» **TASK DESCRIPTION**: Count the lines in the items below that contain the string "house". Reply with that number alone.

» **EXTRACTED DATA**:

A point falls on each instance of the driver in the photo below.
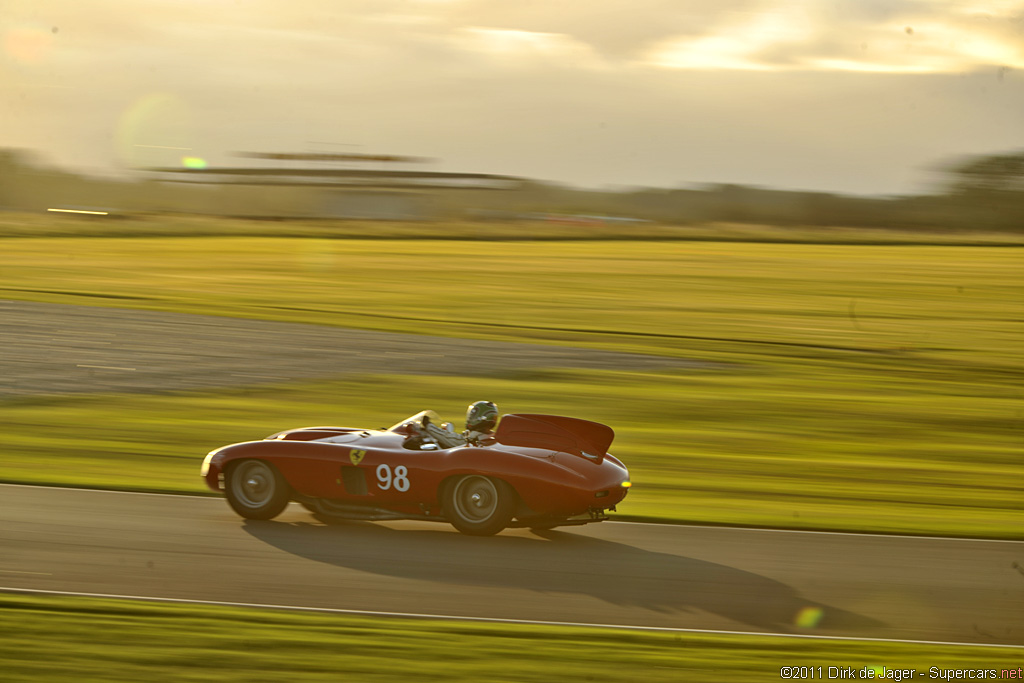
(480, 420)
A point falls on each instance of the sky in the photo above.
(857, 96)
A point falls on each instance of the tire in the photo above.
(256, 491)
(479, 506)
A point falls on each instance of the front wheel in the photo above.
(479, 505)
(256, 489)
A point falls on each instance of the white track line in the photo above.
(610, 521)
(493, 620)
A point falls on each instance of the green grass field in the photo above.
(53, 638)
(855, 387)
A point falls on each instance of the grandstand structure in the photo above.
(327, 185)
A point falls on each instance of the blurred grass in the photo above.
(854, 387)
(62, 638)
(795, 449)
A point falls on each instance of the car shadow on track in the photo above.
(564, 563)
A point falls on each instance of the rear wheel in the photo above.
(479, 505)
(256, 489)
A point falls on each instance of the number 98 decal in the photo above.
(385, 480)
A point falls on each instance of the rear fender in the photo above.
(539, 481)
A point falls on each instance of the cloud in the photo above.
(904, 37)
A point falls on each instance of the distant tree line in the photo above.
(981, 195)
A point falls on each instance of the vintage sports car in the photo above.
(539, 471)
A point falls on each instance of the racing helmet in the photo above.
(481, 416)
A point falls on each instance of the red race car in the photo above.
(539, 471)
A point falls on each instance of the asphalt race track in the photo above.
(903, 588)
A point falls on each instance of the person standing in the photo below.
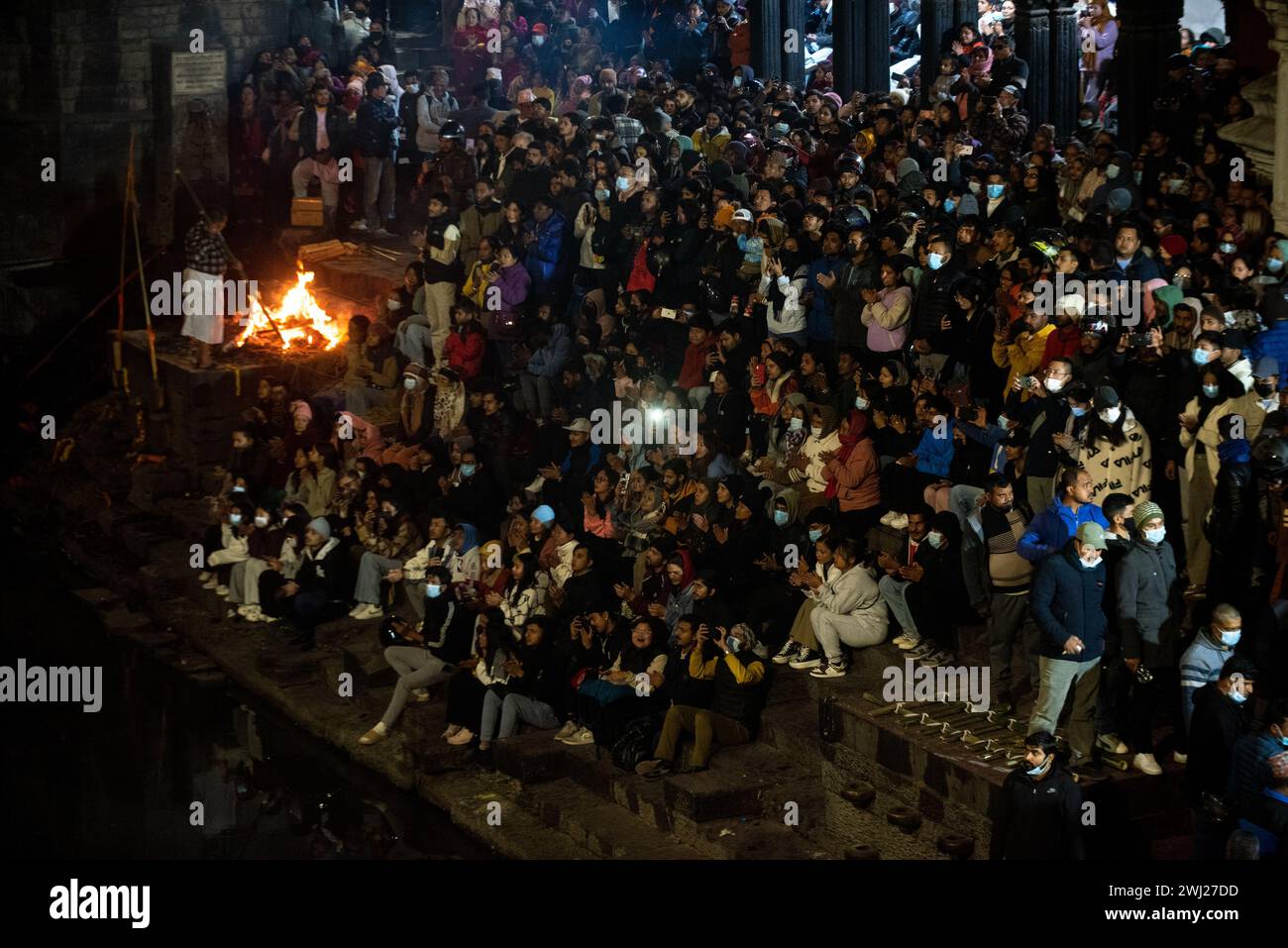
(1039, 813)
(377, 128)
(1068, 604)
(206, 258)
(1147, 596)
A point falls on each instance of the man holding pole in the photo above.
(206, 260)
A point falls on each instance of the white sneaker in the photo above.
(1145, 763)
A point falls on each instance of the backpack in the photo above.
(638, 741)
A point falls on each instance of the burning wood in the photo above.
(299, 317)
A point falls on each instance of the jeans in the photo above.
(1057, 677)
(707, 728)
(511, 710)
(372, 569)
(1012, 620)
(377, 187)
(416, 668)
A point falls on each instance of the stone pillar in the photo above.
(793, 17)
(936, 18)
(767, 42)
(1147, 33)
(1065, 53)
(1033, 46)
(1276, 12)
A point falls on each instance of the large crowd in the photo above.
(1050, 369)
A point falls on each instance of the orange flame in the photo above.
(300, 318)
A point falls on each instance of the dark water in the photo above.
(123, 782)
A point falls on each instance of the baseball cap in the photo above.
(1093, 535)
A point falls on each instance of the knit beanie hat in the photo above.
(1145, 513)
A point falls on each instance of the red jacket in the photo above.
(464, 352)
(695, 371)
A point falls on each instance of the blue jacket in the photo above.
(1068, 599)
(934, 454)
(819, 321)
(1054, 527)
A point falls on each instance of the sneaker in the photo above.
(936, 659)
(790, 649)
(827, 670)
(583, 737)
(1145, 763)
(806, 659)
(1111, 743)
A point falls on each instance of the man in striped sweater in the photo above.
(999, 582)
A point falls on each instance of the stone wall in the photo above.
(75, 77)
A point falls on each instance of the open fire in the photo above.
(300, 318)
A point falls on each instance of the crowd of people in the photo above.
(1051, 369)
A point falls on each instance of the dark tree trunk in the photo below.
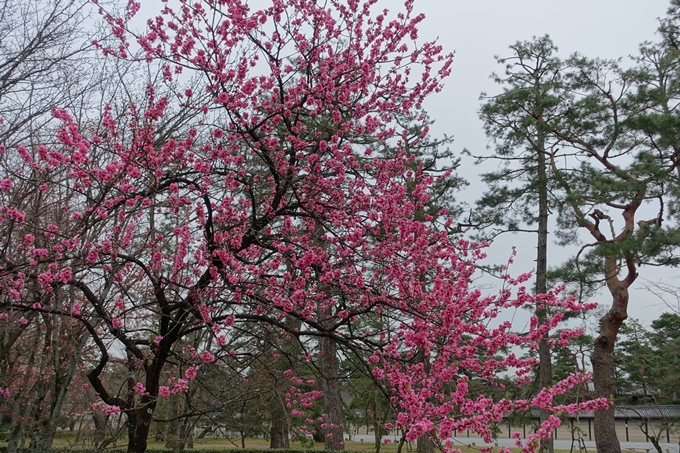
(424, 444)
(139, 423)
(279, 428)
(332, 401)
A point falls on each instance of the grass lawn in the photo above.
(234, 444)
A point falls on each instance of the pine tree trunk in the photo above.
(544, 358)
(606, 440)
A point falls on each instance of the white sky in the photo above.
(479, 30)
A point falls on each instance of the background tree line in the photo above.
(586, 139)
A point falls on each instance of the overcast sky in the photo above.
(479, 30)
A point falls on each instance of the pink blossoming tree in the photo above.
(270, 205)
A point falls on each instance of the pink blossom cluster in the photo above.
(107, 409)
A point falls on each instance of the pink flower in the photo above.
(191, 373)
(5, 184)
(207, 357)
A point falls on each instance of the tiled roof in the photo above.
(629, 412)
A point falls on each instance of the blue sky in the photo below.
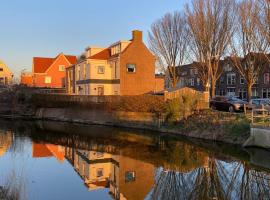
(47, 27)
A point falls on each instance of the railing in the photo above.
(260, 116)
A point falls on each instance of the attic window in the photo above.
(101, 70)
(131, 68)
(61, 68)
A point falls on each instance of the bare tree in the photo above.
(249, 45)
(168, 39)
(210, 25)
(264, 18)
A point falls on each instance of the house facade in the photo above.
(51, 72)
(230, 83)
(187, 76)
(27, 79)
(6, 76)
(126, 67)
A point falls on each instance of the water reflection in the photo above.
(6, 138)
(128, 165)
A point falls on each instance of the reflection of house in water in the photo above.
(6, 139)
(125, 177)
(48, 150)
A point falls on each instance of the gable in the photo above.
(41, 65)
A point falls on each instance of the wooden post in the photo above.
(252, 116)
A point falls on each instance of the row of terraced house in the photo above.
(230, 83)
(126, 67)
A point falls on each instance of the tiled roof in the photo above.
(41, 64)
(103, 55)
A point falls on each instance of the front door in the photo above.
(100, 90)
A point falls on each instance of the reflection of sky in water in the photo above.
(137, 170)
(45, 178)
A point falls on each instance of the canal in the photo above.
(49, 160)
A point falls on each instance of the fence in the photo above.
(260, 116)
(140, 103)
(203, 97)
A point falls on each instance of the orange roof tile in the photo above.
(103, 55)
(41, 64)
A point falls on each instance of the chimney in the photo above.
(137, 36)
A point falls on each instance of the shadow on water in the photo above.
(136, 164)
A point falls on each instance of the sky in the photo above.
(45, 28)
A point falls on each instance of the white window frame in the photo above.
(242, 80)
(264, 78)
(191, 81)
(101, 69)
(131, 64)
(61, 68)
(229, 77)
(48, 79)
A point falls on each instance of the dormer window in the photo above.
(131, 68)
(61, 68)
(228, 68)
(116, 49)
(101, 70)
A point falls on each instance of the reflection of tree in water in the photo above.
(217, 180)
(13, 188)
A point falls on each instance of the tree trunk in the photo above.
(174, 77)
(213, 88)
(249, 90)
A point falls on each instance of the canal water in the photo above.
(49, 160)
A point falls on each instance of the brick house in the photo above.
(6, 75)
(126, 67)
(230, 83)
(27, 79)
(51, 72)
(187, 77)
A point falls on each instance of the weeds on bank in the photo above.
(208, 120)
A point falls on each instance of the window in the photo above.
(222, 92)
(266, 78)
(221, 80)
(184, 73)
(256, 80)
(242, 80)
(131, 68)
(99, 172)
(191, 81)
(231, 91)
(231, 79)
(61, 68)
(242, 93)
(48, 79)
(129, 177)
(100, 90)
(192, 72)
(254, 92)
(266, 93)
(101, 70)
(228, 68)
(198, 81)
(99, 154)
(78, 73)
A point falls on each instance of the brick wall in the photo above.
(143, 79)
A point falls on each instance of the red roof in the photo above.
(103, 55)
(42, 64)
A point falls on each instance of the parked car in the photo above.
(231, 104)
(255, 103)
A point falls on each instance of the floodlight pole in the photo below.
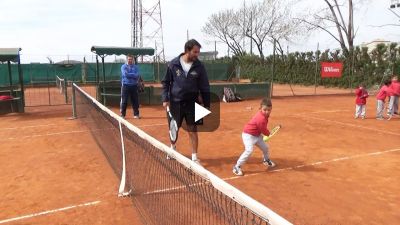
(391, 10)
(273, 71)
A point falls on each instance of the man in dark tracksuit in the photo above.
(129, 87)
(185, 83)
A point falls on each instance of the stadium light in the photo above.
(394, 4)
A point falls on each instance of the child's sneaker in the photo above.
(269, 163)
(197, 161)
(237, 171)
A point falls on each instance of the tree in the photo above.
(226, 27)
(339, 15)
(261, 22)
(270, 21)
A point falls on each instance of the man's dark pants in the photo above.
(132, 93)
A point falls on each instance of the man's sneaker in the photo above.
(173, 148)
(197, 161)
(237, 171)
(269, 163)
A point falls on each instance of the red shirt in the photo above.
(361, 96)
(257, 125)
(395, 86)
(383, 92)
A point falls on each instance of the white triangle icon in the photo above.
(200, 112)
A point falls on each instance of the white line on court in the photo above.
(57, 133)
(150, 125)
(319, 163)
(49, 212)
(326, 111)
(33, 126)
(349, 124)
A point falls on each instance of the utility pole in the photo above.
(146, 26)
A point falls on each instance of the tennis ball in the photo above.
(265, 138)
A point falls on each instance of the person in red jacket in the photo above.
(361, 101)
(394, 97)
(252, 135)
(380, 99)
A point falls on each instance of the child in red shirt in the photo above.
(253, 135)
(380, 99)
(361, 101)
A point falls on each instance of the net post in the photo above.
(121, 190)
(65, 87)
(74, 116)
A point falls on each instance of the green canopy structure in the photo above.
(104, 51)
(12, 55)
(109, 50)
(9, 54)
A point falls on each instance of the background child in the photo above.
(394, 97)
(361, 101)
(253, 135)
(380, 99)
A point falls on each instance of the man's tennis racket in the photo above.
(173, 127)
(272, 133)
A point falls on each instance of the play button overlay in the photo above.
(200, 112)
(206, 119)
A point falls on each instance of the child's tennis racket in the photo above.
(272, 133)
(173, 127)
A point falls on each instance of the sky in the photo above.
(66, 29)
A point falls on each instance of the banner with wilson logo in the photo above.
(329, 69)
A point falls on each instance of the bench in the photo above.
(11, 102)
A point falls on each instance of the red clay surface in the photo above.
(332, 168)
(48, 163)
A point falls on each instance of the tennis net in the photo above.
(165, 191)
(61, 84)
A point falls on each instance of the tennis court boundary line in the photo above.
(32, 126)
(49, 212)
(318, 163)
(349, 124)
(56, 133)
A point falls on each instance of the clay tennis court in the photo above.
(332, 168)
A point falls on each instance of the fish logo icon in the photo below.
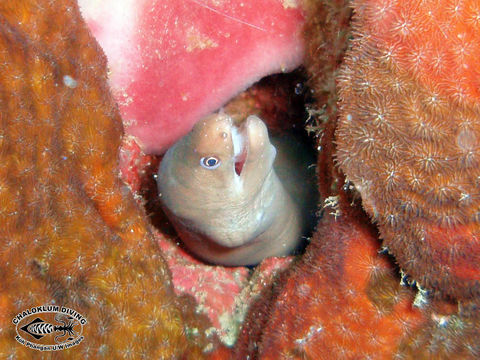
(38, 328)
(49, 328)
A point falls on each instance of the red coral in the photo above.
(348, 302)
(408, 135)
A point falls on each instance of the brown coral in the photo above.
(408, 135)
(348, 302)
(71, 232)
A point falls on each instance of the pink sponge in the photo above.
(173, 62)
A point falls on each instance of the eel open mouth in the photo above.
(240, 146)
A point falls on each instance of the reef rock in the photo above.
(408, 135)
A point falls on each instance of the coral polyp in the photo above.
(71, 233)
(408, 136)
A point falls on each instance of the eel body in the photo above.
(219, 188)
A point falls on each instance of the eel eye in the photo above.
(210, 162)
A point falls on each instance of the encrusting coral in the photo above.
(408, 135)
(71, 232)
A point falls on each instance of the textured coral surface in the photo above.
(348, 302)
(408, 136)
(71, 233)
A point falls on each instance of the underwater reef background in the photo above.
(402, 145)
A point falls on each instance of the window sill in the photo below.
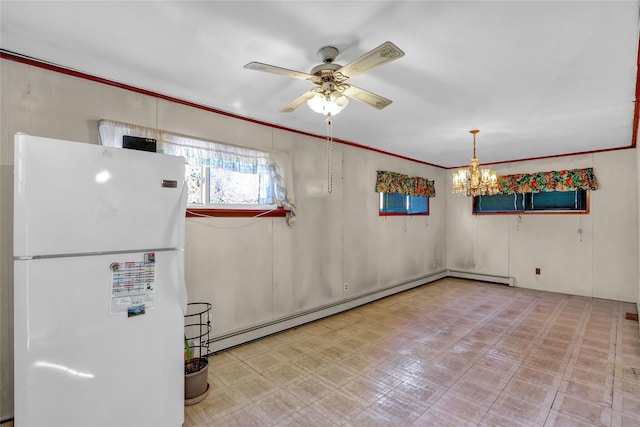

» **EXERCISE RESULT**: 4